### Work to be completed
Every line in the data below from the one containing "x=300, y=83" down to the one containing "x=548, y=167", both included, must be retyped exactly; no other line is to appear.

### Material shown

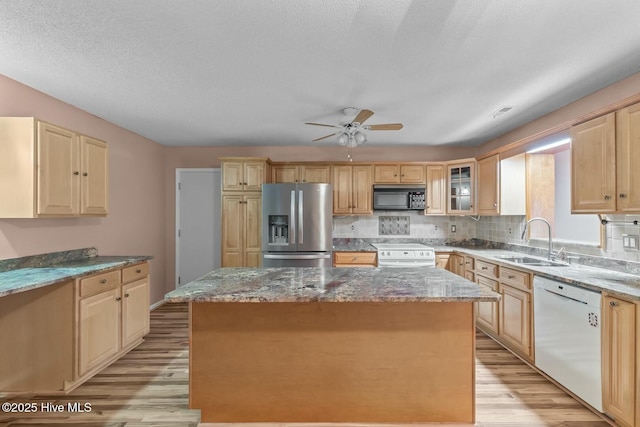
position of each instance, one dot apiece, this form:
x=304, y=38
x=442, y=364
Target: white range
x=405, y=255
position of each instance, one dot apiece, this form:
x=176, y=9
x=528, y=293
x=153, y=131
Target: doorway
x=198, y=195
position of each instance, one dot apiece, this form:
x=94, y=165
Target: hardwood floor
x=149, y=387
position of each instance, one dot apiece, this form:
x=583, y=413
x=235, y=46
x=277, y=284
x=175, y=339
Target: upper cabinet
x=399, y=174
x=489, y=185
x=461, y=196
x=605, y=152
x=50, y=171
x=436, y=203
x=303, y=173
x=352, y=192
x=244, y=174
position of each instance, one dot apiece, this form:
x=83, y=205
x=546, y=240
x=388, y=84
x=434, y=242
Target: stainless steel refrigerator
x=296, y=225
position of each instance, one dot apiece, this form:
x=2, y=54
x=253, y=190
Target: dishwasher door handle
x=563, y=296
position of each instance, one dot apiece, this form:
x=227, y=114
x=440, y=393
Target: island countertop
x=290, y=284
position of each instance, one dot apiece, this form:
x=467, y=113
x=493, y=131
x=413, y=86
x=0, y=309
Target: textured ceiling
x=240, y=72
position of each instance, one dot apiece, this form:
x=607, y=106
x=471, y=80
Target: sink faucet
x=524, y=232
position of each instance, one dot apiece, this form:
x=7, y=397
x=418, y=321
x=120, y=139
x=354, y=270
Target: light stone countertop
x=290, y=284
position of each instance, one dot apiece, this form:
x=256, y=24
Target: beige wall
x=136, y=222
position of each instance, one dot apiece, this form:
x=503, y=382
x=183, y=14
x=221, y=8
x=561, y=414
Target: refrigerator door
x=279, y=211
x=297, y=259
x=314, y=217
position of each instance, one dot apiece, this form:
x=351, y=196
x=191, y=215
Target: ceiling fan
x=351, y=134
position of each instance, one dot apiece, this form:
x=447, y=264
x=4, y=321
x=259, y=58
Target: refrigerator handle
x=292, y=235
x=300, y=217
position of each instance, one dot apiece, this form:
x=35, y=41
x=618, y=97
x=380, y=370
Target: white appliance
x=405, y=255
x=567, y=337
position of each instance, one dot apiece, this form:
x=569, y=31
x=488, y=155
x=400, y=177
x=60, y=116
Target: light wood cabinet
x=244, y=174
x=111, y=320
x=619, y=360
x=355, y=259
x=241, y=225
x=489, y=185
x=352, y=190
x=307, y=173
x=510, y=320
x=50, y=171
x=436, y=203
x=461, y=188
x=605, y=153
x=487, y=315
x=399, y=174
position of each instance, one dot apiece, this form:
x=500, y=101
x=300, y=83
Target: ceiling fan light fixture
x=343, y=138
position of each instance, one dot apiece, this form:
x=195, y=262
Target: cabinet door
x=362, y=190
x=489, y=185
x=593, y=173
x=515, y=318
x=252, y=218
x=487, y=312
x=135, y=311
x=284, y=173
x=412, y=174
x=253, y=176
x=232, y=176
x=618, y=359
x=386, y=174
x=461, y=188
x=627, y=159
x=342, y=183
x=58, y=171
x=98, y=329
x=436, y=187
x=94, y=176
x=232, y=230
x=316, y=174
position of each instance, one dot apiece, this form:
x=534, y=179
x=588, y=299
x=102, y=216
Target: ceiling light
x=500, y=112
x=549, y=146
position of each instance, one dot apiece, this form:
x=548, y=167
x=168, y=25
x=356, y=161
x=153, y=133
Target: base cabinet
x=619, y=361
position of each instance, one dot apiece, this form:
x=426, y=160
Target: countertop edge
x=112, y=264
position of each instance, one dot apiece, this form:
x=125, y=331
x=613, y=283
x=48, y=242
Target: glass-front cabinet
x=461, y=198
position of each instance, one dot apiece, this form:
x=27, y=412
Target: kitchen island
x=332, y=345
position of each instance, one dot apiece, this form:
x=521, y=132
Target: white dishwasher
x=567, y=337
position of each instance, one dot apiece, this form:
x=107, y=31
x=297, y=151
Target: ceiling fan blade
x=321, y=124
x=387, y=126
x=363, y=115
x=323, y=137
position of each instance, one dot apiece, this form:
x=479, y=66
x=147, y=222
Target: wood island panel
x=369, y=362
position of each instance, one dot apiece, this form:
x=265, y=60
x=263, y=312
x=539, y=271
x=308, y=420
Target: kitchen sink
x=525, y=260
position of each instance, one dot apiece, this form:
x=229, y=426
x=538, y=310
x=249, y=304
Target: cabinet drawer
x=99, y=283
x=135, y=272
x=487, y=269
x=363, y=258
x=515, y=278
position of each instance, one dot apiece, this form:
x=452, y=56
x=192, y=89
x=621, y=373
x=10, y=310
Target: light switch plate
x=630, y=241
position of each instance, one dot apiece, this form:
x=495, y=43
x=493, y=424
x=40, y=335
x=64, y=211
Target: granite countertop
x=290, y=284
x=24, y=274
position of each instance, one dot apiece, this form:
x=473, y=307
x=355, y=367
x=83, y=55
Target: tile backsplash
x=498, y=229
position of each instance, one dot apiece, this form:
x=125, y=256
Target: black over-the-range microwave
x=395, y=197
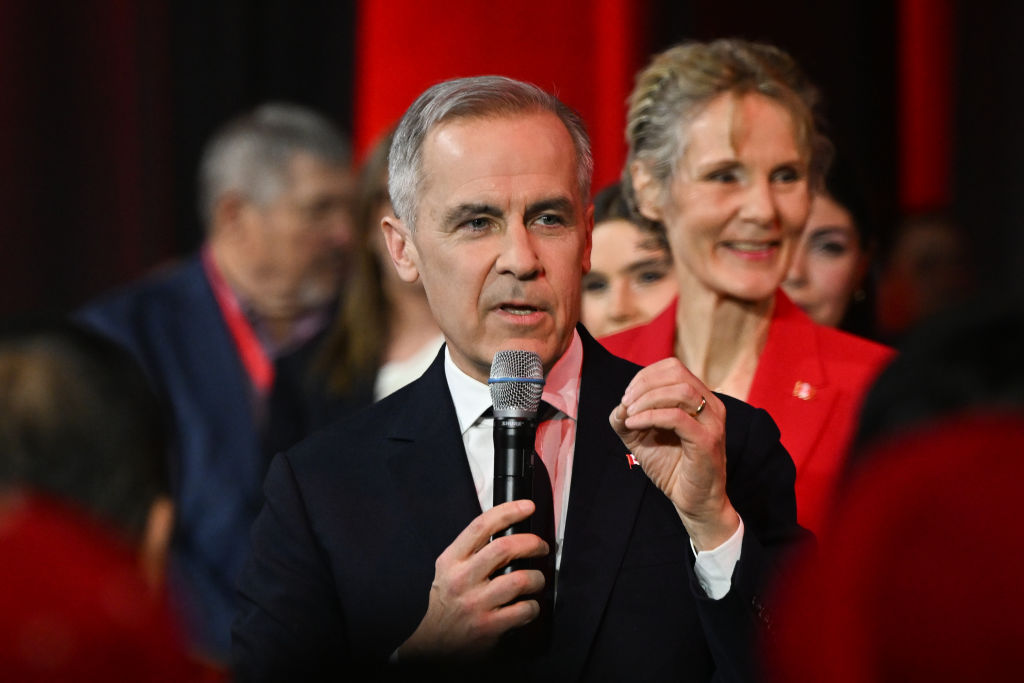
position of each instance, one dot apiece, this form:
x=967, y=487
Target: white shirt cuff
x=714, y=567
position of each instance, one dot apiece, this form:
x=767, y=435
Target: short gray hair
x=250, y=155
x=679, y=83
x=478, y=96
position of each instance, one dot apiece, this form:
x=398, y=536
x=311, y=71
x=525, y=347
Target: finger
x=663, y=373
x=503, y=550
x=508, y=587
x=511, y=615
x=617, y=420
x=484, y=525
x=682, y=396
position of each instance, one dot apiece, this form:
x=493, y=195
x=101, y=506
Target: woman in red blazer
x=724, y=155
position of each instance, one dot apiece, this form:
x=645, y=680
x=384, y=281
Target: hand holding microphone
x=516, y=385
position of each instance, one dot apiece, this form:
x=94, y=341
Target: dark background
x=107, y=105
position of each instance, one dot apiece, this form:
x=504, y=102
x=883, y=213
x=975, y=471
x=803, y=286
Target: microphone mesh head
x=516, y=384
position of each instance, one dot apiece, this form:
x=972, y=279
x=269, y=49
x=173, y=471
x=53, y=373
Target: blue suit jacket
x=173, y=325
x=343, y=551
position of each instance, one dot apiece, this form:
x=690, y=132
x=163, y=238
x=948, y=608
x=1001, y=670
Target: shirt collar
x=561, y=388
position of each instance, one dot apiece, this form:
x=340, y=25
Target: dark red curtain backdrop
x=107, y=102
x=584, y=50
x=926, y=104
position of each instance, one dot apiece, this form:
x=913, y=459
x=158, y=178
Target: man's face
x=502, y=237
x=298, y=243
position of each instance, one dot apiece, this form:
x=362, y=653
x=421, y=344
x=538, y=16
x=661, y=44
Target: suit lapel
x=427, y=460
x=604, y=497
x=792, y=384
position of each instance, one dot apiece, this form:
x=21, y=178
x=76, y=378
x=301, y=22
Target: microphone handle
x=513, y=471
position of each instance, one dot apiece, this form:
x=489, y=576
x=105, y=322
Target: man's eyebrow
x=558, y=204
x=462, y=212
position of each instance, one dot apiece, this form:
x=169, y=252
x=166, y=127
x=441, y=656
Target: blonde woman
x=724, y=153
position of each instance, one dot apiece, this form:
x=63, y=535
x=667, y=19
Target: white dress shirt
x=556, y=445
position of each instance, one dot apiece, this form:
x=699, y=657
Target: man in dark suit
x=372, y=549
x=216, y=335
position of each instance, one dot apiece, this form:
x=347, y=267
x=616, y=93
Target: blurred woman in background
x=829, y=275
x=631, y=279
x=724, y=153
x=385, y=335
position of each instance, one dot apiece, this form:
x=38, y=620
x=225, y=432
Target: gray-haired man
x=373, y=547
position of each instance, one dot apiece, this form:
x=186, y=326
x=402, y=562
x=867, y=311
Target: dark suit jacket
x=172, y=324
x=343, y=551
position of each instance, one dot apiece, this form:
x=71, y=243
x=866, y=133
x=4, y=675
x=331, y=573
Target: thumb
x=617, y=421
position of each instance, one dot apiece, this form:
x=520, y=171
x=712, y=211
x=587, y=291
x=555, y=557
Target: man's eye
x=477, y=224
x=724, y=176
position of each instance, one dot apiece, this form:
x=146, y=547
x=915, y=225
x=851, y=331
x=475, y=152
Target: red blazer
x=811, y=380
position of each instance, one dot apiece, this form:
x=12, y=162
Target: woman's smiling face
x=734, y=207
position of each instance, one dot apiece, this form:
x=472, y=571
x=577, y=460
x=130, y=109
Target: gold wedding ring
x=704, y=402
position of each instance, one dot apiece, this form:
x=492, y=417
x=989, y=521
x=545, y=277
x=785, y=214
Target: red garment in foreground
x=920, y=577
x=74, y=605
x=811, y=379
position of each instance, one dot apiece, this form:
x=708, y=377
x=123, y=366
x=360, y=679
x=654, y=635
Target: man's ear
x=589, y=223
x=646, y=189
x=399, y=243
x=229, y=217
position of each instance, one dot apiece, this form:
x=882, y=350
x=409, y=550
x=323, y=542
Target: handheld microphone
x=516, y=384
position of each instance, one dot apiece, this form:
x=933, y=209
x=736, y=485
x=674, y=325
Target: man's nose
x=518, y=255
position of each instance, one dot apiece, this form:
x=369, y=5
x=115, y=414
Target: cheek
x=833, y=276
x=794, y=209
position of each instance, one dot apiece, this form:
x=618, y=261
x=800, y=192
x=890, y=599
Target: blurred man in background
x=215, y=333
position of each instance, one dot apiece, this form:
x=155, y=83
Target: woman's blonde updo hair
x=681, y=81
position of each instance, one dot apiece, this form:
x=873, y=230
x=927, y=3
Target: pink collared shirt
x=555, y=437
x=714, y=568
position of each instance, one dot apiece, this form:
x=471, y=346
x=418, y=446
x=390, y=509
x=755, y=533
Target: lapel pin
x=803, y=390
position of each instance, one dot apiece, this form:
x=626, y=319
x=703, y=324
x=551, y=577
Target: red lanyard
x=257, y=364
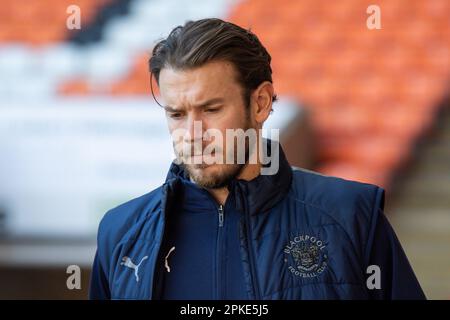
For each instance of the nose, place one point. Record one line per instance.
(194, 129)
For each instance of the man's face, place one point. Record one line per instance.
(211, 96)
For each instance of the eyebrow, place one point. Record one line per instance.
(202, 105)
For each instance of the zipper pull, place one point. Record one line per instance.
(221, 215)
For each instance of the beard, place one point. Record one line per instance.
(217, 176)
(213, 178)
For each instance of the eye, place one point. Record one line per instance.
(175, 115)
(211, 110)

### Result below
x=300, y=83
Target: ceiling fan light fixture
x=343, y=138
position of each instance, one dot apiece, this form:
x=195, y=262
Target: cabinet door
x=362, y=190
x=489, y=185
x=593, y=173
x=515, y=318
x=252, y=218
x=487, y=312
x=135, y=311
x=284, y=173
x=412, y=174
x=253, y=176
x=232, y=176
x=618, y=359
x=386, y=174
x=461, y=188
x=627, y=159
x=342, y=183
x=58, y=171
x=98, y=329
x=436, y=187
x=94, y=176
x=232, y=230
x=316, y=174
position of each instance, one dot apiece, this form:
x=534, y=179
x=588, y=299
x=102, y=216
Target: ceiling light
x=500, y=112
x=549, y=146
position of each instance, one dot apiece, this form:
x=548, y=167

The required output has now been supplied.